* Start *

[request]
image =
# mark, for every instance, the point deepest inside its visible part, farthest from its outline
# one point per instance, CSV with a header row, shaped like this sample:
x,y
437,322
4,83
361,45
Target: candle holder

* End *

● Problem statement
Copy out the whole listing above line for line, without changing a single character.

● In response
[request]
image =
# mark, for every instance, the point deepest inside its visible part, farthest from its outline
# one point per instance, CSV with a header row, shaped like this sample:
x,y
437,322
4,83
361,45
Target: candle holder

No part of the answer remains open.